Question : In a $\triangle ABC$, if $\angle A=90^{\circ}, AC=5 \mathrm{~cm}, BC=9 \mathrm{~cm}$ and in $\triangle PQR, \angle P=90^{\circ}, PR=3 \mathrm{~cm}, QR=8$ $\mathrm{cm}$, then:

Option 1: $\triangle ABC \cong \triangle PQR$

Option 2: $ar(\triangle ABC)\neq ar(\triangle PQR)$

Option 3: $ar(\triangle ABC) \leq ar(\triangle PQR)$

Option 4: $ar(\triangle ABC)=ar(\triangle PQR)$

Question : It is given that ABC $\cong$ PQR, AB = 5 cm, $\angle$B = $40^{\circ}$, and $\angle$A = $80^{\circ}$. Which of the following options is true?

Option 1: PQ = 5 cm and $\angle$R = $60^{\circ}$

Option 2: QR = 5 cm and $\angle$R = $60^{\circ}$

Option 3: QR = 5 cm and $\angle$Q = $60^{\circ}$

Option 4: PQ = 5 cm and $\angle$P = $60^{\circ}$

Question : If it is given that for two right-angled triangles $\triangle$ABC and $\triangle$DFE, $\angle$A = 25°, $\angle$E = 25°, $\angle$B = $\angle$F = 90°, and AC = ED, then which one of the following is TRUE?

MATERIAL SHOWN
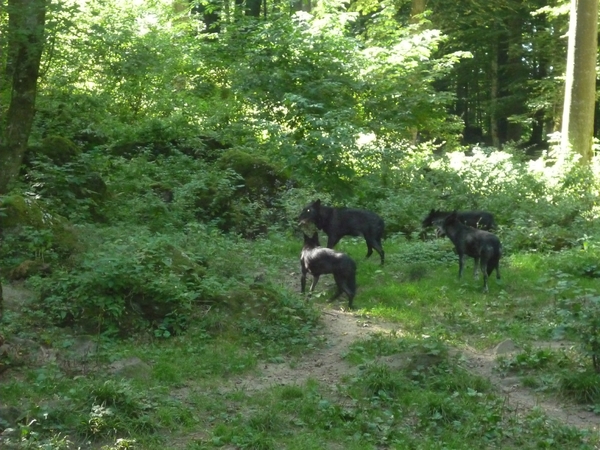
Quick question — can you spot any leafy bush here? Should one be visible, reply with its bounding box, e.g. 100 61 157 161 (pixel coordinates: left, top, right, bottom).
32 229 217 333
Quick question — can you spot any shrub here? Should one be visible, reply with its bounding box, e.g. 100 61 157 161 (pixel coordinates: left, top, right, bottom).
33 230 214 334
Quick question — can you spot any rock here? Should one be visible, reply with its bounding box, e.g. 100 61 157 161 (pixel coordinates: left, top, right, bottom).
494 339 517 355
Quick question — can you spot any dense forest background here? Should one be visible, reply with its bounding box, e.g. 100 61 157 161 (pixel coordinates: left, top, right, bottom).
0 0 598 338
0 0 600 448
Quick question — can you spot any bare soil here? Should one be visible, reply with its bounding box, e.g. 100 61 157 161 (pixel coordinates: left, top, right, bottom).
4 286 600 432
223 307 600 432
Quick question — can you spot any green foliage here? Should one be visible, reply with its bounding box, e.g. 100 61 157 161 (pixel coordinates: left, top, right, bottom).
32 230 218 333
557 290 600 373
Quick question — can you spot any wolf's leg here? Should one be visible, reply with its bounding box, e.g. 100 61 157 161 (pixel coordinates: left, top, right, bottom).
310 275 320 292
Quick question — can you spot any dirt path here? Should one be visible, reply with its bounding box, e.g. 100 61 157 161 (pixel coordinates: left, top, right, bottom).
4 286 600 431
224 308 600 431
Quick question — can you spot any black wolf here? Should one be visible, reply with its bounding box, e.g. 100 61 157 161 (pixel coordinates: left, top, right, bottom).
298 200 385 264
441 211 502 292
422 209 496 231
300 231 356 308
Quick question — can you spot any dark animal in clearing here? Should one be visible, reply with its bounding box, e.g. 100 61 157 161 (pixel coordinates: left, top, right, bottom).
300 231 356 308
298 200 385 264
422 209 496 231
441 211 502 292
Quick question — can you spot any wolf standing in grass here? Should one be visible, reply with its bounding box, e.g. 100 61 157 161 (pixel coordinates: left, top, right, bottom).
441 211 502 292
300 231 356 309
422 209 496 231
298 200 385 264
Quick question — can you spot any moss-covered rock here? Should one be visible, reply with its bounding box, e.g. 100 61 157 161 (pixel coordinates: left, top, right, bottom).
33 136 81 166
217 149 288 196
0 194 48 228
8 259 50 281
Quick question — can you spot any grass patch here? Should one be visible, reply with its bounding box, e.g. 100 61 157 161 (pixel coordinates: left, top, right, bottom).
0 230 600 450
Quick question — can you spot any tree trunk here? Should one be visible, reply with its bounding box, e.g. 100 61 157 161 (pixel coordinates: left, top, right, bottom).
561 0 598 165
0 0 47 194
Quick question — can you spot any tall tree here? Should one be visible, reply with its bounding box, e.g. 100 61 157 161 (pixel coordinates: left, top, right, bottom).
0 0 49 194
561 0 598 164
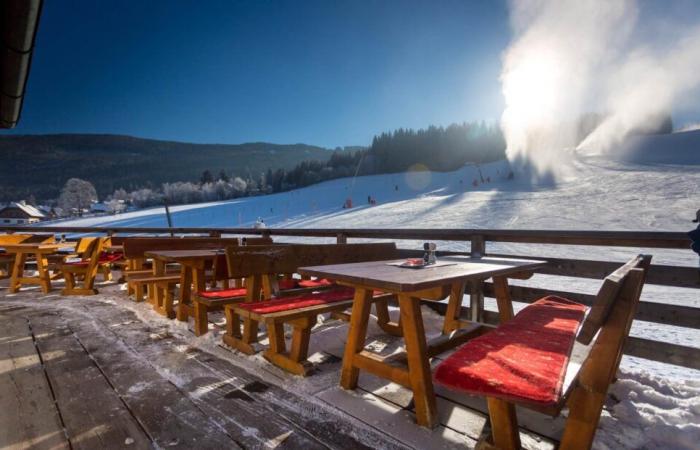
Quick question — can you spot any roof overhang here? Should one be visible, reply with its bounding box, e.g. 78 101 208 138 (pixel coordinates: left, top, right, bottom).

TO-DO LIST
(A) In the triangle quiz, what measure is given for angle B in the item that states "ABC $\cong$ PQR"?
(B) Resume the triangle quiz right after its final line.

TASK-BY-TASK ANSWERS
(A) 40°

(B)
Option 1: $\triangle \mathrm{ABC} \cong \triangle \mathrm{FED}$

Option 2: $\triangle \mathrm{ABC} \cong \triangle \mathrm{DFE}$

Option 3: $\triangle \mathrm{ABC} \cong \triangle \mathrm{EFD}$

Option 4: $\triangle \mathrm{ABC} \cong \triangle \mathrm{DEF}$

Question : $\triangle ABC$ and $\triangle PQR$ are two triangles. AB = PQ = 6 cm, BC = QR =10 cm, and AC = PR = 8 cm. If $\angle ABC = x$, then what is the value of $\angle PRQ$?

Option 1: $(180 ^{\circ}–x)$

Option 2: $x$

Option 3: $(90 ^{\circ}–x)$

Option 4: $(90 ^{\circ}+x)$

Question : In $\triangle P Q R$, $\angle Q=90^{\circ}$, $PQ=8$ cm and $\angle P R Q=45^{\circ}$ Find the length of $QR$.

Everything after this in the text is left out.